Stored data:
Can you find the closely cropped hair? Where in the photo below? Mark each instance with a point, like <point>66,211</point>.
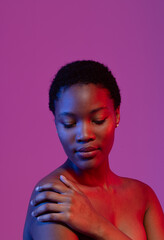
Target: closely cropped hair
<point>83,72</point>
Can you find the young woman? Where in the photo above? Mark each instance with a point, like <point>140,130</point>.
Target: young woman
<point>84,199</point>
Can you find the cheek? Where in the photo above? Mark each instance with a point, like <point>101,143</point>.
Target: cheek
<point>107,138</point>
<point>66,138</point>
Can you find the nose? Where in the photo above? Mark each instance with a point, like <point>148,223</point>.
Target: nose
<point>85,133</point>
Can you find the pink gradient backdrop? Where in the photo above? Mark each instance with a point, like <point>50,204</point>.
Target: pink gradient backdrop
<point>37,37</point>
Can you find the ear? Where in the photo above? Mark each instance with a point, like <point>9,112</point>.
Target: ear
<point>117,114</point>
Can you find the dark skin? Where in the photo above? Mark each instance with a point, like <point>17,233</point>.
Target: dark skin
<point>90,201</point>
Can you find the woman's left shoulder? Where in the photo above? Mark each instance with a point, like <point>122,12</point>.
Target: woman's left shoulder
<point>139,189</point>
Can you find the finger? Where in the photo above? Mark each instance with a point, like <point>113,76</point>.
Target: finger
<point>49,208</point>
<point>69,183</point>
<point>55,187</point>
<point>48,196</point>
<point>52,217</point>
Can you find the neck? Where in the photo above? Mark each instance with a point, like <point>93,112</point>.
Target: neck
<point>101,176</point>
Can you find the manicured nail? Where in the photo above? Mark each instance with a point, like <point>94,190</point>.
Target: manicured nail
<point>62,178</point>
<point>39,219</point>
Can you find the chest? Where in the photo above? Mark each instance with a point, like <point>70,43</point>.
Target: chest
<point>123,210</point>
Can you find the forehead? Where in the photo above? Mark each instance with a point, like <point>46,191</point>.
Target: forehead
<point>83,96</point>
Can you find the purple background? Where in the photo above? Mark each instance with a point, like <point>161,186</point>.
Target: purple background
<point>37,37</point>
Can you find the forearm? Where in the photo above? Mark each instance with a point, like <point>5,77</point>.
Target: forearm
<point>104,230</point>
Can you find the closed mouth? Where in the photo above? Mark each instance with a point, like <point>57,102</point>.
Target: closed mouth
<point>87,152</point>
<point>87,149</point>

--

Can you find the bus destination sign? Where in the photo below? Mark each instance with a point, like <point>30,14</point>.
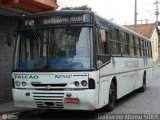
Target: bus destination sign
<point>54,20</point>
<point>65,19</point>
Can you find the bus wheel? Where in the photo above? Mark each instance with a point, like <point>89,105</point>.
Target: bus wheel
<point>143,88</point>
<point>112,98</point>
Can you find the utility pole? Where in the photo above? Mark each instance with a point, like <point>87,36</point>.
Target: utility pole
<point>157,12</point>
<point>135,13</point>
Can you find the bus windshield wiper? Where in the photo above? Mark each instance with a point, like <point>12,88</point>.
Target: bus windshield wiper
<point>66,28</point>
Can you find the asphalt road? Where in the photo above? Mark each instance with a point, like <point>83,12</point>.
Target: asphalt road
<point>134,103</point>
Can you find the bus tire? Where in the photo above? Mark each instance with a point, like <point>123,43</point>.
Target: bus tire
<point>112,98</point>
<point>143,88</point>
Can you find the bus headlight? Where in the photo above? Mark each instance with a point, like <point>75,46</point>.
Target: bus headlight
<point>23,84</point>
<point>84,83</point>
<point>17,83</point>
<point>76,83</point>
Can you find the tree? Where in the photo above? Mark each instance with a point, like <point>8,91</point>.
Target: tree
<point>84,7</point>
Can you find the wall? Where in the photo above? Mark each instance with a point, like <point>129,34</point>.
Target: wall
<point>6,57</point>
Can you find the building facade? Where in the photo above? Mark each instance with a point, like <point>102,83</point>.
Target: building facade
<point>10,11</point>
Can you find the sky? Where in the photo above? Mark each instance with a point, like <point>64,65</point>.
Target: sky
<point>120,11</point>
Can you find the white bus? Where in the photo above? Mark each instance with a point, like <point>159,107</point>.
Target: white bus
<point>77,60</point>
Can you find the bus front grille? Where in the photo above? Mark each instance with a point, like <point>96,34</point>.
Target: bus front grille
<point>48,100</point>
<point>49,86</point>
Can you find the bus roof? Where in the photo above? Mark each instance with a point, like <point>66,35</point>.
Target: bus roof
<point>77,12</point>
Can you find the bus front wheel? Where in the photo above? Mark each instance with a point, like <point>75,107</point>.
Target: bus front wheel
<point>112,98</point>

WHAT YOU SHOULD DO -> Print the records from the line containing "Can you find the bus destination" through the line containing "<point>134,103</point>", both included. Omit the pictures.

TASK RESPONSE ->
Can you find the bus destination sign? Where in the photo below? Mark each instance with a point, like <point>30,14</point>.
Target: bus destination sign
<point>54,20</point>
<point>65,19</point>
Can you find the bus wheel? Where in the photo above? Mark each instance with a point, like <point>89,105</point>.
Target: bus wheel
<point>143,88</point>
<point>112,98</point>
Can you find the utility pole? Where in the photo above? Mark each instance with a point, like <point>87,36</point>.
Target: utility pole
<point>157,12</point>
<point>135,13</point>
Can you find the bus windshield wiper? Where in the photo above? Mark each instance with a point, like <point>12,88</point>.
Target: bus windshield wiper
<point>66,28</point>
Can you find the asphalt road? Where in the photo above? Mark each instance with a point, like <point>83,12</point>.
Target: asphalt road
<point>134,103</point>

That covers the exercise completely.